Requirement 1
Please transcribe the passage of the article on Korean restaurants in Sydney starting at "It’s 11pm on" and ending at "distilled grain alcohol.".

How Korean restaurants in Sydney are transforming city’s late-night dining scene

  • Korean places in Australia’s biggest city that sell food and alcohol well into the morning are increasingly popular alternatives to Chinese or Thai restaurants
  • Korean culture has made waves in Australia over the past few decades thanks to K-pop and Korean drama, one restaurateur says
Australia
Joseph Lam

It’s 11pm on a Thursday evening and almost all of Sydney’s businesses, restaurants and stores have closed for the day. Yet down a small unmarked alley off Pitt Street, in the city’s central business district, two restaurants are serving food while a karaoke bar on a floor above is blasting hits from the 1980s through to the early 2000s.

Sydney’s Koreatown, a small selection of cafes, salons, grocers, travel agents, restaurants and bars on a block between Liverpool Street and Central Street, is a small window into a Korean community mostly based 12km (seven miles) away in the city’s inner western suburb of Strathfield. At a similar hour in the suburb, dubbed Little Korea, friends sit around tables outside clinking small glasses, while songs are sung and drinkers savour soju, the Korean distilled grain alcohol.

Requirement 2
Reproduce the records starting at the line that contains "Expected behaviour: the pointer locates the multi-story" and ending at the last line of the records, with "pointer" changed to "cursor" and nothing else altered.

Available records
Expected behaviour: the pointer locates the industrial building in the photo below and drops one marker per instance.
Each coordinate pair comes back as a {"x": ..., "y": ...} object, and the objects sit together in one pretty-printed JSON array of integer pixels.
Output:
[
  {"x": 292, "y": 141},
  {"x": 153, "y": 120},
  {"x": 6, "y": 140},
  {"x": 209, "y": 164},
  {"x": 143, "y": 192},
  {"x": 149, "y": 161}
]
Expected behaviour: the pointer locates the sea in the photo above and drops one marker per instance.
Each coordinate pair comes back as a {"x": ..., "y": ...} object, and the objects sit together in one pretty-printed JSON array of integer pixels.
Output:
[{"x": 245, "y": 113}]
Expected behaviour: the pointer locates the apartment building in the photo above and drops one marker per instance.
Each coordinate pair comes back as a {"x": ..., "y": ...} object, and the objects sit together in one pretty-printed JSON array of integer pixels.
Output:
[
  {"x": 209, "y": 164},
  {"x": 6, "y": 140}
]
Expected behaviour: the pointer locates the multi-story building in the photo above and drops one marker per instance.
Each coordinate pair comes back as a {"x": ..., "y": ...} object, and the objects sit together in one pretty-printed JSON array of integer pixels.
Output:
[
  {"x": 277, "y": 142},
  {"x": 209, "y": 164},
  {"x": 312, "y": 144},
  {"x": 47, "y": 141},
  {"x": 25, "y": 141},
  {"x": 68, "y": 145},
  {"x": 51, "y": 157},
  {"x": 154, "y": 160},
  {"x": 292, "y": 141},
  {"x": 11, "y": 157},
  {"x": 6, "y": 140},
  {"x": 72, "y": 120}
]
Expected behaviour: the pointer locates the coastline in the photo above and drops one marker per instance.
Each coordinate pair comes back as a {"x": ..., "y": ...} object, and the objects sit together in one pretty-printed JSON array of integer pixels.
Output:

Output 1
It’s 11pm on a Thursday evening and almost all of Sydney’s businesses, restaurants and stores have closed for the day. Yet down a small unmarked alley off Pitt Street, in the city’s central business district, two restaurants are serving food while a karaoke bar on a floor above is blasting hits from the 1980s through to the early 2000s.

Sydney’s Koreatown, a small selection of cafes, salons, grocers, travel agents, restaurants and bars on a block between Liverpool Street and Central Street, is a small window into a Korean community mostly based 12km (seven miles) away in the city’s inner western suburb of Strathfield. At a similar hour in the suburb, dubbed Little Korea, friends sit around tables outside clinking small glasses, while songs are sung and drinkers savour soju, the Korean distilled grain alcohol.

Output 2
Expected behaviour: the cursor locates the multi-story building in the photo above and drops one marker per instance.
Each coordinate pair comes back as a {"x": ..., "y": ...} object, and the objects sit together in one pretty-printed JSON array of integer pixels.
Output:
[
  {"x": 277, "y": 142},
  {"x": 209, "y": 164},
  {"x": 312, "y": 144},
  {"x": 47, "y": 141},
  {"x": 25, "y": 141},
  {"x": 68, "y": 145},
  {"x": 51, "y": 157},
  {"x": 154, "y": 160},
  {"x": 292, "y": 141},
  {"x": 11, "y": 157},
  {"x": 6, "y": 140},
  {"x": 72, "y": 120}
]
Expected behaviour: the cursor locates the coastline in the photo above and drops one marker per instance.
Each coordinate pair comes back as a {"x": ..., "y": ...} object, and the objects sit together in one pretty-printed JSON array of integer pixels.
Output:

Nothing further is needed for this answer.